» **COMPLETE THE FOLLOWING**
**1.** Output the post about playing in the dirt word for word, everything from "At least that" down to "did the planting.".
**2.** Answer yes or no for each statement about the post about playing in the dirt, and quote the words that settle it: (a) The writer's sister was three years older than the writer. (b) Green beans were the writer's favorite thing in the garden. (c) After Daddy turned the dirt over, mother did the planting.

Sunday, February 28, 2010

Playing In The Dirt

I grew up not only playing in the dirt but also eating dirt!
At least that is what my sister had said.
She went running into the house yelling, “Mama!, Joleen is eating dirt!!!” She was always telling on me! But then she was a big sister and tried her best to take care of me I think. I was, after all, just a little tyke, she was three years older and knew better. Ha ha


My love for playing in the dirt just grew from there.
My parents always had a vegetable garden and my sister and I each had our own special areas in the garden.
Daddy would go out with the spade early in the Spring and turned the reddish brown dirt over. Then mother did the planting.
I can still see my mother bent over working in the garden wearing her big brimmed sunhat.


The best things in the garden were peas. I loved to eat peas, but did not care for green beans that were my sister’s favorite! (This is still true for me!)
Peas were so sweet and were special because you could plant them early and they were the first things to pick in the spring.
Even though mother planted rows of peas I would have my very own row in my garden.


I used a garden rake to work the ground and smooth it down. Then mother taught me how to make straight rows with the edge of a hoe and place the pea seed in one at a time. I had to keep the weeds out of my garden and learned how to use the hoe for this too. It was so exciting to see the first sprouts start coming through the soft ground. You could just see a little green through the raised spot of dirt in each place I had placed a pea.
And then each little pea seed would make a big plant! When they began to get their white blooms honey bees would be buzzing all around.
Next the pea pods would start to grow. I would be ready to eat peas right then but mother said I had to wait until they were puffy or else there would not be any peas inside. Of course I had to pick one to see that for myself! And she was right, just little spots inside where the peas were just starting to grow.


When it was time to pick the peas I had my own container to place them in. I didn’t want them mixed up with the peas mother grew because I wanted to eat my very own peas that I grew “all by myself”!
Come supper time there were two pots on the stove with peas in them, my peas and the “other” peas!
Ummmm, they tasted so good!!
Even better then the dirt I use to eat!!!

Today I still love to garden even though I don’t have a lot of room like we did on the farm where I grew up. I have two small raised beds and large flower pots that I use.

» **DATASET EXTRACT**
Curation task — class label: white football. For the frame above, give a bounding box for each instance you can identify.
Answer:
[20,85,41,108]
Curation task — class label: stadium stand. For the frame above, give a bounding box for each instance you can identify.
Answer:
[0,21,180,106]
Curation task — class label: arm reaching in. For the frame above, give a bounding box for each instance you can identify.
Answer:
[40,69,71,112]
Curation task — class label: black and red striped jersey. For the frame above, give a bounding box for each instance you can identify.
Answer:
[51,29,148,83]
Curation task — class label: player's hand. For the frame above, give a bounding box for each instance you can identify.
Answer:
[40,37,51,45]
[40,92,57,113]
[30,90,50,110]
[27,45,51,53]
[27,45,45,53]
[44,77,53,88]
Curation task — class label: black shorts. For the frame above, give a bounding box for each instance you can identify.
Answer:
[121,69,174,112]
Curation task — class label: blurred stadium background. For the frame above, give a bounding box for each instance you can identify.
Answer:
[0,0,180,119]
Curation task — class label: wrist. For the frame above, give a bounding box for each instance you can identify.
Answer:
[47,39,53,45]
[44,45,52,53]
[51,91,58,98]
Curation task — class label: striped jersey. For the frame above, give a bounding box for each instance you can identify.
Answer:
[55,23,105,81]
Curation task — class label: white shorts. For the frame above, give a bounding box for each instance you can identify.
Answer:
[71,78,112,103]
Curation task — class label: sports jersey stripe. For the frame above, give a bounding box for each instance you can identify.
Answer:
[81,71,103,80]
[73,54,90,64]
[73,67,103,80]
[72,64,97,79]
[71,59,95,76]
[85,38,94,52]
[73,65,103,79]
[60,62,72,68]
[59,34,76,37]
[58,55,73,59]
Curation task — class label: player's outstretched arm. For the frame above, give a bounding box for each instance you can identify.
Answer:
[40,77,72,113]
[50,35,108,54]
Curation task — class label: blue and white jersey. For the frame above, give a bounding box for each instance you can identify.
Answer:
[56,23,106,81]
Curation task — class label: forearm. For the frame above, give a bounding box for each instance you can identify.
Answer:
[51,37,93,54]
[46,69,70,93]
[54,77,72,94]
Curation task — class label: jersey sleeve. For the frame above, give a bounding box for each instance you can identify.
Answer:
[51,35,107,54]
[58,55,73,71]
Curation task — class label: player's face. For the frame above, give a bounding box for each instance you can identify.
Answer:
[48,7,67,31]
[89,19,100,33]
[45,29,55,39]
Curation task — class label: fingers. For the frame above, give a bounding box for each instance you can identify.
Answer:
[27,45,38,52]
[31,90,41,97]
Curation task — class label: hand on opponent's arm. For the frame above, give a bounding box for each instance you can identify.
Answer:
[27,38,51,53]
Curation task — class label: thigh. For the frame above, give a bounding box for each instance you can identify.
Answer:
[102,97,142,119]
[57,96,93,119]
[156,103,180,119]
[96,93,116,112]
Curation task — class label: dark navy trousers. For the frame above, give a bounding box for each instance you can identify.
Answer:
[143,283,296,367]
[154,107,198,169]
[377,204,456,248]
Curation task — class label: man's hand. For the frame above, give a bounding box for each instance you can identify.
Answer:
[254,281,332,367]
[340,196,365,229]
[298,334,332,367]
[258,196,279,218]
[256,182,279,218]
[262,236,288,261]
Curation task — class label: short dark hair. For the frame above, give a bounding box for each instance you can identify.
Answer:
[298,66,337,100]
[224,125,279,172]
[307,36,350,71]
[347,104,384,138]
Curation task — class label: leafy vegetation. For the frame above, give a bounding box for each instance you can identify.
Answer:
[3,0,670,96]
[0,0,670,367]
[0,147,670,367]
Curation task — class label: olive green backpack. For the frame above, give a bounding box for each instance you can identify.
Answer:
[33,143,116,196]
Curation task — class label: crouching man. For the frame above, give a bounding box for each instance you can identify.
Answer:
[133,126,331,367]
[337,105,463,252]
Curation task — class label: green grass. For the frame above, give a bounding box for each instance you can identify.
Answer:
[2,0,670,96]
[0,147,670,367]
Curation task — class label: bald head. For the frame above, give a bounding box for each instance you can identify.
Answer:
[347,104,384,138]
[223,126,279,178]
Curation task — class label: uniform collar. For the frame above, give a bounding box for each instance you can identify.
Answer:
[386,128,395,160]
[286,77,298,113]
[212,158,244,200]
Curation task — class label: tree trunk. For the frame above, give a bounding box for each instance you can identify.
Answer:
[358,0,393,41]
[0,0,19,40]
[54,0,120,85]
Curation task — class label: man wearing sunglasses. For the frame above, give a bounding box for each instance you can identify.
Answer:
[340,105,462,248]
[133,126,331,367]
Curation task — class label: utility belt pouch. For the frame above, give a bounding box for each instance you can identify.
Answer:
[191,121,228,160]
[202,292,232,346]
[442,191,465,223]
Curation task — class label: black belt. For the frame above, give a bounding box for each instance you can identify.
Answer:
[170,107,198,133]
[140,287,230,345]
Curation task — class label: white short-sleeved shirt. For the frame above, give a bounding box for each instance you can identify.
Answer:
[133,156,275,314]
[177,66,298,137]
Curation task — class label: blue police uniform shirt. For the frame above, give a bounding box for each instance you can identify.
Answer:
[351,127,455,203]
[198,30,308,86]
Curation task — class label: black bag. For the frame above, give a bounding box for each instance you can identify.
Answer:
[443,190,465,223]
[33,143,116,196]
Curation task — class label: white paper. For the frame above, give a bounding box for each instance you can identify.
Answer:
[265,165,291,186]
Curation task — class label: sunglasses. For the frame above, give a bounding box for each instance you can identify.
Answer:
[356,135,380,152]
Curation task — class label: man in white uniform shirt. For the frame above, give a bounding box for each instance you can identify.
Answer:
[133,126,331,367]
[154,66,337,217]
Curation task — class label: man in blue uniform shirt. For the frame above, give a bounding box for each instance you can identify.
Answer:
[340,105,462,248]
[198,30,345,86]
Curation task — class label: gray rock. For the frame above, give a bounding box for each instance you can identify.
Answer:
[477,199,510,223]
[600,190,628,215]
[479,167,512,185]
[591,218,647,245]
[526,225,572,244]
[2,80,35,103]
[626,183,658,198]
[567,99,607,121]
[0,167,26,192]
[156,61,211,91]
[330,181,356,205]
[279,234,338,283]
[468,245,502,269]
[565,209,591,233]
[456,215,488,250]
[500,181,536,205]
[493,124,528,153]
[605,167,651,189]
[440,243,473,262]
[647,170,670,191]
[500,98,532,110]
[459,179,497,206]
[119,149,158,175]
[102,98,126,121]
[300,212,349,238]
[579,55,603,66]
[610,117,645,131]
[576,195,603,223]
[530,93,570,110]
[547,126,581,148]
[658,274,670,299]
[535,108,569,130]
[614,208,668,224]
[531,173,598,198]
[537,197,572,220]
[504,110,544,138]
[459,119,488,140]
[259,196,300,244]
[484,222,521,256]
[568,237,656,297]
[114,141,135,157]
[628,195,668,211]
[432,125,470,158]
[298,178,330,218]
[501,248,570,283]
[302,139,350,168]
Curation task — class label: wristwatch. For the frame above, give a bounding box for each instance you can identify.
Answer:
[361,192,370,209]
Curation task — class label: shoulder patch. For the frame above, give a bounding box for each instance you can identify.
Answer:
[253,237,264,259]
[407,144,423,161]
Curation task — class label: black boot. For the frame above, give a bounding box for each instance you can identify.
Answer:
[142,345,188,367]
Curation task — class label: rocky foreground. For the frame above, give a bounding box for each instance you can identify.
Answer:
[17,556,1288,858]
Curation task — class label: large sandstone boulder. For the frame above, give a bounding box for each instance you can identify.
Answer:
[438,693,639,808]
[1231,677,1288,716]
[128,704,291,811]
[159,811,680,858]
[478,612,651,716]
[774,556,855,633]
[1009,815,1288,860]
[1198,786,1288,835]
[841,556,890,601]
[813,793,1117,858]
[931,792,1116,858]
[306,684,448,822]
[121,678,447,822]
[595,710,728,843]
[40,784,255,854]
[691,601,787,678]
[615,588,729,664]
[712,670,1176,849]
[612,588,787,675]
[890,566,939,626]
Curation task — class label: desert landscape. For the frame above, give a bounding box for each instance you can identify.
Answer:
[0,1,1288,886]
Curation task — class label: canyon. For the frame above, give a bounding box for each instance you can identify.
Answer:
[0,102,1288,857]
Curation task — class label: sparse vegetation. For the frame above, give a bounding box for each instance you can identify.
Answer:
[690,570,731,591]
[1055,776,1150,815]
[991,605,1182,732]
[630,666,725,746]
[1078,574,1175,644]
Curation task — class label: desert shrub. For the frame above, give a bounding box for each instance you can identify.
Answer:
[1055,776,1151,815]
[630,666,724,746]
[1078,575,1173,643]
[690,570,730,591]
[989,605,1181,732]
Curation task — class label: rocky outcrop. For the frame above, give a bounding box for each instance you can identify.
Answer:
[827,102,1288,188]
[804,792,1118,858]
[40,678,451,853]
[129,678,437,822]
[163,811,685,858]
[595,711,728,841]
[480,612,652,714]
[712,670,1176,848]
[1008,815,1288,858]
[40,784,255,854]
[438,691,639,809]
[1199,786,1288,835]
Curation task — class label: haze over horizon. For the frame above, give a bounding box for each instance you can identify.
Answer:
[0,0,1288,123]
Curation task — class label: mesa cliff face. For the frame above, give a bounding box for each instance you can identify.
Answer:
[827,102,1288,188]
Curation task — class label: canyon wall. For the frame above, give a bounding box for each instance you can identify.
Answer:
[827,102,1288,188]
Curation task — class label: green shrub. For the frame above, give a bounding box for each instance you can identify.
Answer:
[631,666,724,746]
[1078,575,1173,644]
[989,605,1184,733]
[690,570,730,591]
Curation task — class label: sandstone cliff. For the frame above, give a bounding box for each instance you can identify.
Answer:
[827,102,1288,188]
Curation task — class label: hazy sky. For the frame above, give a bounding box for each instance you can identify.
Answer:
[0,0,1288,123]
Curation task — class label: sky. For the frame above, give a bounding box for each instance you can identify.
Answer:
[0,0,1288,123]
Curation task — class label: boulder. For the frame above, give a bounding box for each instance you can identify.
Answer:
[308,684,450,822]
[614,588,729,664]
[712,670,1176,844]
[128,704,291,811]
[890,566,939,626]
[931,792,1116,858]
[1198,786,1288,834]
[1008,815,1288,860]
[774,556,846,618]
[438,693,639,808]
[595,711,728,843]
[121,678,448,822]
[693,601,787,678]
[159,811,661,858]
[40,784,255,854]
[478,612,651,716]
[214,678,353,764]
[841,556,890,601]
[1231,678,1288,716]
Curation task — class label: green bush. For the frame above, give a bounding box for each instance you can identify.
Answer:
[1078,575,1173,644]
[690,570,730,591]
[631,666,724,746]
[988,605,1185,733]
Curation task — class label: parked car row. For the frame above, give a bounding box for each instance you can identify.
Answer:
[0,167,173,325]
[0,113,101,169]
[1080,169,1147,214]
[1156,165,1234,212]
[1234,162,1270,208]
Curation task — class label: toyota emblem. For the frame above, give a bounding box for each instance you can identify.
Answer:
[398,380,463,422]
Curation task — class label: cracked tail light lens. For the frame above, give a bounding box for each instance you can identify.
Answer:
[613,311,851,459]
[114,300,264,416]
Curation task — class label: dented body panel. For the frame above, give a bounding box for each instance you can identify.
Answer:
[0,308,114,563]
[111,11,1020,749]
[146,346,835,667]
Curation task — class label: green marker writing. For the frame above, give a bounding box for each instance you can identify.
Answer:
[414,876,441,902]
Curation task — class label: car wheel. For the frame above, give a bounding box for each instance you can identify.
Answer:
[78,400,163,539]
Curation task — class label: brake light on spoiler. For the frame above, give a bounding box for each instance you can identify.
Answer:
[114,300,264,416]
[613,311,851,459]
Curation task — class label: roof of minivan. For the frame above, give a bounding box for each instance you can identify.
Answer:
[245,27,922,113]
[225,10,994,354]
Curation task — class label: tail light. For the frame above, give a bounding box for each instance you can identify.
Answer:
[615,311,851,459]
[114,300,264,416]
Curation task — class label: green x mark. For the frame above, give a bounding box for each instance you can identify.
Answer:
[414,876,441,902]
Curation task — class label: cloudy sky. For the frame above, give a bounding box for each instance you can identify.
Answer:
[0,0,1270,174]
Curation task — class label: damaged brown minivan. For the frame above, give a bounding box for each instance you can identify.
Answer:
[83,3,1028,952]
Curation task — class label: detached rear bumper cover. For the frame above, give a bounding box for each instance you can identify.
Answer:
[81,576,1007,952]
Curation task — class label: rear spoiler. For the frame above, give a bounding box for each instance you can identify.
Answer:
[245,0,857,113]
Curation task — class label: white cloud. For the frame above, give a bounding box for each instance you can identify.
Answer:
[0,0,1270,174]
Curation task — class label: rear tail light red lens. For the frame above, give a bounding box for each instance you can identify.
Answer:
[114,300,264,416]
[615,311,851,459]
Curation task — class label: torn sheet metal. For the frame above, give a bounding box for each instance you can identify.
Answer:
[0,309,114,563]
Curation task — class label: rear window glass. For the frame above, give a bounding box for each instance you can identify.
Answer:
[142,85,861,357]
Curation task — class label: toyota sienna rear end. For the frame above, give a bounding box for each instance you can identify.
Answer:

» **ANSWER SET**
**1.**
At least that is what my sister had said.
She went running into the house yelling, “Mama!, Joleen is eating dirt!!!” She was always telling on me! But then she was a big sister and tried her best to take care of me I think. I was, after all, just a little tyke, she was three years older and knew better. Ha ha


My love for playing in the dirt just grew from there.
My parents always had a vegetable garden and my sister and I each had our own special areas in the garden.
Daddy would go out with the spade early in the Spring and turned the reddish brown dirt over. Then mother did the planting.

**2.**
(a) Yes: "she was three years older and knew better"
(b) No: "did not care for green beans that were my sister’s favorite!"
(c) Yes: "Daddy would go out with the spade early in the Spring and turned the reddish brown dirt over. Then mother did the planting."